» Work request:
Look through the entries below for the string "carport", and copy each line where it is found.

» Data for this task:
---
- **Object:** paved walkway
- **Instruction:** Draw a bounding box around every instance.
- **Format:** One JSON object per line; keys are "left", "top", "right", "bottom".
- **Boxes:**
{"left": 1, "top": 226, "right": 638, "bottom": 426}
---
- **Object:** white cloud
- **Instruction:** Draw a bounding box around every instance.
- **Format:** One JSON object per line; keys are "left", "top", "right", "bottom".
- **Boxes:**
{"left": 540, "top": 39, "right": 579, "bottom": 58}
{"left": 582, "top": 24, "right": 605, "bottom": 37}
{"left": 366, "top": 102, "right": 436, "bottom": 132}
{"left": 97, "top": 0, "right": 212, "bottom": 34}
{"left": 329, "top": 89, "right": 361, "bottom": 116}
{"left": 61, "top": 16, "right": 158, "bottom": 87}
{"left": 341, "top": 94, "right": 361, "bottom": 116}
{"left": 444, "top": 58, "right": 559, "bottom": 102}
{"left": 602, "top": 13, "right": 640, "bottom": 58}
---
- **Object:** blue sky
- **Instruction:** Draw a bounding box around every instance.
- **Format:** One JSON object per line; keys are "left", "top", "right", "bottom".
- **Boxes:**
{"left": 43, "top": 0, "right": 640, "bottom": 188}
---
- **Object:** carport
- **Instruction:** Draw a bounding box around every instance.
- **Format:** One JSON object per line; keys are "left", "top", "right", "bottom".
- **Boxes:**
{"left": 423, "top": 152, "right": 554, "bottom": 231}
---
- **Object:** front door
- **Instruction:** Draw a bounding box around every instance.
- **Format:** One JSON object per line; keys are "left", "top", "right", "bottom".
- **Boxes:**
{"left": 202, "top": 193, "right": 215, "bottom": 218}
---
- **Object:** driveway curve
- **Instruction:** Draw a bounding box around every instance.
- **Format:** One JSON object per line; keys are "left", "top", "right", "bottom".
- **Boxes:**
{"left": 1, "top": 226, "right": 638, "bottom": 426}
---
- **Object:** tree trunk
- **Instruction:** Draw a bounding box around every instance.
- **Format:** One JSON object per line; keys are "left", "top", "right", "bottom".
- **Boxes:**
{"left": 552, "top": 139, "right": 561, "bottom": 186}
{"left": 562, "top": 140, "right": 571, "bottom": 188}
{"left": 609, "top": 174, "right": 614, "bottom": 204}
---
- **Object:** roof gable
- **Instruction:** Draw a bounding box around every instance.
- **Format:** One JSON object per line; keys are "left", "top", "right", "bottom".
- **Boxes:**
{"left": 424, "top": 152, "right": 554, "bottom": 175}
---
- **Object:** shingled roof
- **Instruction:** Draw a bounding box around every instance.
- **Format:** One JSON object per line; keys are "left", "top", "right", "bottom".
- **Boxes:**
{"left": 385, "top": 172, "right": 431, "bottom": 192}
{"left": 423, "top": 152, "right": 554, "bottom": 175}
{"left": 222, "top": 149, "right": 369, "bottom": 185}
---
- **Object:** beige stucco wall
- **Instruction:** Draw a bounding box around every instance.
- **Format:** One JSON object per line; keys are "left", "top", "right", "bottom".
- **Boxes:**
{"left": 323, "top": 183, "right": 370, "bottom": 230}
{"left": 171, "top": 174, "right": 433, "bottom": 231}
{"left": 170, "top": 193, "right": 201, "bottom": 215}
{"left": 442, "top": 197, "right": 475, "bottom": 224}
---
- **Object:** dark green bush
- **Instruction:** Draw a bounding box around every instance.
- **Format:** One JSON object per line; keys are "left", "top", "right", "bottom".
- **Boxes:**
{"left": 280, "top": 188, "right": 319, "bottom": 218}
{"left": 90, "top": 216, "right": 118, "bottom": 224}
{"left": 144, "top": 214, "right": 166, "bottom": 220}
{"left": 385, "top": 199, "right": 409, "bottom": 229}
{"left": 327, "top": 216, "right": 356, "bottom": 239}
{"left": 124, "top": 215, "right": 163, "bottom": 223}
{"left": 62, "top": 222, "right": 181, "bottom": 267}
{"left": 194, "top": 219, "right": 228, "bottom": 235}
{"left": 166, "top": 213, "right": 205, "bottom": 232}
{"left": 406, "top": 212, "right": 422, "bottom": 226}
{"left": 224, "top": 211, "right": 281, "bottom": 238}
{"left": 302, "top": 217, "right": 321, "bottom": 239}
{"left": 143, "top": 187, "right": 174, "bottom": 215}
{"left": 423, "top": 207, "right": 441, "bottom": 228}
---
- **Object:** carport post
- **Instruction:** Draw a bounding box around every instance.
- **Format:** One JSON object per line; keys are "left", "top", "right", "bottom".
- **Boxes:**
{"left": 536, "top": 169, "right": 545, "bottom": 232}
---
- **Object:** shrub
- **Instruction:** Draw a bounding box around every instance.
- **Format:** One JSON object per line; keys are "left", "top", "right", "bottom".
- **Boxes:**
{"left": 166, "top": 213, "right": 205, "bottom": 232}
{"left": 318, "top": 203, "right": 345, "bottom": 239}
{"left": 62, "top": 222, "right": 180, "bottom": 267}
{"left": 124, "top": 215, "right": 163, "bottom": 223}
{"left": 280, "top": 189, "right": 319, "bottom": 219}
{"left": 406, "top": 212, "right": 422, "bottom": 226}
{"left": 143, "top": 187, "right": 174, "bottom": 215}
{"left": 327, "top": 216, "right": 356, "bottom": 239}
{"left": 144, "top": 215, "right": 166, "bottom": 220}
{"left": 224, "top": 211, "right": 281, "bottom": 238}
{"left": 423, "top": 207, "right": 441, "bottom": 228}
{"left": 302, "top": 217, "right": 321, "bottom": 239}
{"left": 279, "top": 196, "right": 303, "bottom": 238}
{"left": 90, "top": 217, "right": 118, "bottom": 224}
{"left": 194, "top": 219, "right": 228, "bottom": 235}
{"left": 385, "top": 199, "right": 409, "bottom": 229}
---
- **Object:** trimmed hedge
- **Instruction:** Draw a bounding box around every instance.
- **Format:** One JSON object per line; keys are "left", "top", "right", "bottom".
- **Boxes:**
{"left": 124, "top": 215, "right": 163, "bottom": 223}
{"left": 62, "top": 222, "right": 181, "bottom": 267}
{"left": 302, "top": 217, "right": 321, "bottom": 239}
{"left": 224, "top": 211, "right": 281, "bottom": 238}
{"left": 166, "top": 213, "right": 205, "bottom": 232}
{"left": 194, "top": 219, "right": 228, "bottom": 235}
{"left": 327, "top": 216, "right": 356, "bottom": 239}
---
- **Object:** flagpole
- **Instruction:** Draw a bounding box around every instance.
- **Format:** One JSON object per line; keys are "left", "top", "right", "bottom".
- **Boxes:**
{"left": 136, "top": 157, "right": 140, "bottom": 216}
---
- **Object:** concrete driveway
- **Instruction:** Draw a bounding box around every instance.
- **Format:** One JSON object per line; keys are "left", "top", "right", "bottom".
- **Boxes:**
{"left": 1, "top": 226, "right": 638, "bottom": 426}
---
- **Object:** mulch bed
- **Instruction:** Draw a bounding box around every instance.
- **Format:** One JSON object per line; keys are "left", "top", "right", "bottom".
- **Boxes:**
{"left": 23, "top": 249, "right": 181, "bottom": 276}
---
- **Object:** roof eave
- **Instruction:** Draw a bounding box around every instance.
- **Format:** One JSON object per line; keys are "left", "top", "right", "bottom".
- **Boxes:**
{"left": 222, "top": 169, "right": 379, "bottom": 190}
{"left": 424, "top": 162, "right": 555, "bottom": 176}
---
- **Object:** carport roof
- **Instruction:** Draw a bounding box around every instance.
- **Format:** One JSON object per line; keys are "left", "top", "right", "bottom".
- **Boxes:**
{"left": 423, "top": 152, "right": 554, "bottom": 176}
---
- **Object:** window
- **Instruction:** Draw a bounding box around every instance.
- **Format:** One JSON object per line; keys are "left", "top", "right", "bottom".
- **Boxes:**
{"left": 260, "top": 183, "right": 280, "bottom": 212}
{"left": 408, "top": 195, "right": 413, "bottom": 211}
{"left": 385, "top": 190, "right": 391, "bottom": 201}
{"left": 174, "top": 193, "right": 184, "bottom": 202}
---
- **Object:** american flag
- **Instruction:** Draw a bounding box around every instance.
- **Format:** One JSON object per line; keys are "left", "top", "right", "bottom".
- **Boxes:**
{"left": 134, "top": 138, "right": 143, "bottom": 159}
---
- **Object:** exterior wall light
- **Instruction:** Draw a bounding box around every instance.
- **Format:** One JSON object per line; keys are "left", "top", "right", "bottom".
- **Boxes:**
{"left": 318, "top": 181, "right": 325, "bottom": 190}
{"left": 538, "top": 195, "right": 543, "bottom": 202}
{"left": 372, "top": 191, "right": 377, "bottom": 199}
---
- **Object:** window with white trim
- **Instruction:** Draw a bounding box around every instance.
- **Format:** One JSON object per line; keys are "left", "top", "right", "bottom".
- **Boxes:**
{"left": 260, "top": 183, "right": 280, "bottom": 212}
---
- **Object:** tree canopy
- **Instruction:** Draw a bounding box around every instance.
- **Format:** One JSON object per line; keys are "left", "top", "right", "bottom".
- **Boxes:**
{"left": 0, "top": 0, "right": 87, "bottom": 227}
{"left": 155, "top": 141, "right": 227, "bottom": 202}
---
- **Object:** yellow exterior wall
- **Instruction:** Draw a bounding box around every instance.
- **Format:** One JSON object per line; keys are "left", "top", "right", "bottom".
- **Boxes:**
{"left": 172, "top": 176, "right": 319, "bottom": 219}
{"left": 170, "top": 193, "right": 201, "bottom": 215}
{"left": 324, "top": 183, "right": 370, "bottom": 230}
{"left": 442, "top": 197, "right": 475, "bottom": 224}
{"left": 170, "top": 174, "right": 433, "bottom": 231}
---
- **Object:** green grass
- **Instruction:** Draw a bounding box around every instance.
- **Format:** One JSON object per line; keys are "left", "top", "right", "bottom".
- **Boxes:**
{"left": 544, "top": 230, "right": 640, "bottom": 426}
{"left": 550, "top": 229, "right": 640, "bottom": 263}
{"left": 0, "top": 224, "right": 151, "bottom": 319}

» Expected output:
- **Object:** carport
- **Object:** carport post
- **Object:** carport roof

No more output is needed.